◆ Information given:
━━━━━━━━━━━━━━━━━━━━
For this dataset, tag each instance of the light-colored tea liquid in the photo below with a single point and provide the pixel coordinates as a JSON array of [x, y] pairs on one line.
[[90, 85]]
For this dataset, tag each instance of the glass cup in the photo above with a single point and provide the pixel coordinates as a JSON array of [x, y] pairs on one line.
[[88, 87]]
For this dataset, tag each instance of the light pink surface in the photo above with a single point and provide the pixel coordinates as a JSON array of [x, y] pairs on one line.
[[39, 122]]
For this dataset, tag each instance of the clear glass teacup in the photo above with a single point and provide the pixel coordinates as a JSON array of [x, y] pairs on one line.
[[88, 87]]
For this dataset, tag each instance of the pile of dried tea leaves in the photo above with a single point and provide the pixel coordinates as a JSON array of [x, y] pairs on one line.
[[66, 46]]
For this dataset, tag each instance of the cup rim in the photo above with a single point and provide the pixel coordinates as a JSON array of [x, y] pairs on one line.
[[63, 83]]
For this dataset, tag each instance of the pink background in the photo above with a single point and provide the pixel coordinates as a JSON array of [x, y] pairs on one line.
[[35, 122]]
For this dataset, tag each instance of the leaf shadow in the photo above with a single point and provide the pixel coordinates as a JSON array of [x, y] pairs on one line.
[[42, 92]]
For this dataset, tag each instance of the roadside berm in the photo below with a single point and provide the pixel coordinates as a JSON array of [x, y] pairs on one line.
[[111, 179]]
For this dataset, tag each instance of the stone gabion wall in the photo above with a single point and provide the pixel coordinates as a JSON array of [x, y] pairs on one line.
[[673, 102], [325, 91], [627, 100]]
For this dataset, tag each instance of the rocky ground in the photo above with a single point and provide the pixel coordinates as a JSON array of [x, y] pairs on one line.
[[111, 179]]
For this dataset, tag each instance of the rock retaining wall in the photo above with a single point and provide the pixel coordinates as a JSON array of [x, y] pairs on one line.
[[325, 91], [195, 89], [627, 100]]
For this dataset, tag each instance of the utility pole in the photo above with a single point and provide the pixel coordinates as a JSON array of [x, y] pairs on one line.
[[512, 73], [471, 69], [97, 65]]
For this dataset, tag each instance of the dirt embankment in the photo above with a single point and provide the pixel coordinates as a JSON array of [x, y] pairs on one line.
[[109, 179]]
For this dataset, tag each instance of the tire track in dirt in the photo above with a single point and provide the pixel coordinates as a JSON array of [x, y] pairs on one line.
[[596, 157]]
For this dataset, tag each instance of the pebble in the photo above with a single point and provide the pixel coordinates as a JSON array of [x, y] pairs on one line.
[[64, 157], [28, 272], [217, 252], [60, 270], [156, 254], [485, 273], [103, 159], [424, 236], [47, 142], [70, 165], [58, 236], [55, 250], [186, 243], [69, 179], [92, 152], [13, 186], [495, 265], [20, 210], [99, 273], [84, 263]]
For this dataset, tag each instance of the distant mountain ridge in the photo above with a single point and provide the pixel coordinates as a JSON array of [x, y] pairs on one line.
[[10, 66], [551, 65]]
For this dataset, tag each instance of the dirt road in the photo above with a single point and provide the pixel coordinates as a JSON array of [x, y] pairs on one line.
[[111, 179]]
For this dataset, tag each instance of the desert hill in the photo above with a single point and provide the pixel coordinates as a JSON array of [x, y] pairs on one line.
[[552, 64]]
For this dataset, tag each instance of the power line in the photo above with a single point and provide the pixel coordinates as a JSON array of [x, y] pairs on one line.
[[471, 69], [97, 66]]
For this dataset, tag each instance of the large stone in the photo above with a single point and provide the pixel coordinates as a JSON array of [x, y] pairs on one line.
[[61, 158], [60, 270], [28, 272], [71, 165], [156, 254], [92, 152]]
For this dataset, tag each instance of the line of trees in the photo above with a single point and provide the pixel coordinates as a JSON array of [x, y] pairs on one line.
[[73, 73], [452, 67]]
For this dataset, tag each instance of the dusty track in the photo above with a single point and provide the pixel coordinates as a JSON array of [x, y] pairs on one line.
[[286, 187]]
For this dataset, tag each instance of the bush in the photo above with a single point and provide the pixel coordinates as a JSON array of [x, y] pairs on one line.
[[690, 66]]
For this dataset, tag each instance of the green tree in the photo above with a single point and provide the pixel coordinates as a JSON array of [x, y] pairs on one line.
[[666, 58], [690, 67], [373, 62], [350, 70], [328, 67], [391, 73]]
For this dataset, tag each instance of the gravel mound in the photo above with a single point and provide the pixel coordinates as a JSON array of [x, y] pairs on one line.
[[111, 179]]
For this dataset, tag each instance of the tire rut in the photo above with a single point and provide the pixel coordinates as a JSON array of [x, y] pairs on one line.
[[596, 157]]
━━━━━━━━━━━━━━━━━━━━
◆ Written task:
Repeat word for word each line from the one with "For this dataset, tag each instance of the green" to the end of the records above, inclusive.

◆ Written response:
For this dataset, tag each instance of the green tree in the photo above with a single point and provide the pixel coordinates as a JSON array of [x, y] pairs on one line.
[[666, 58], [690, 67], [373, 62], [350, 70], [328, 67], [391, 73]]
For this dataset, tag each instance of the gravel mound in the photo above with a single point and provide the pixel coordinates as a JSON array of [x, y] pairs on one line.
[[111, 179]]
For this dataset, tag each instance of the tire rut in the photo above with a single point and provide the pixel coordinates as a JSON array of [x, y] pairs on one line.
[[596, 157]]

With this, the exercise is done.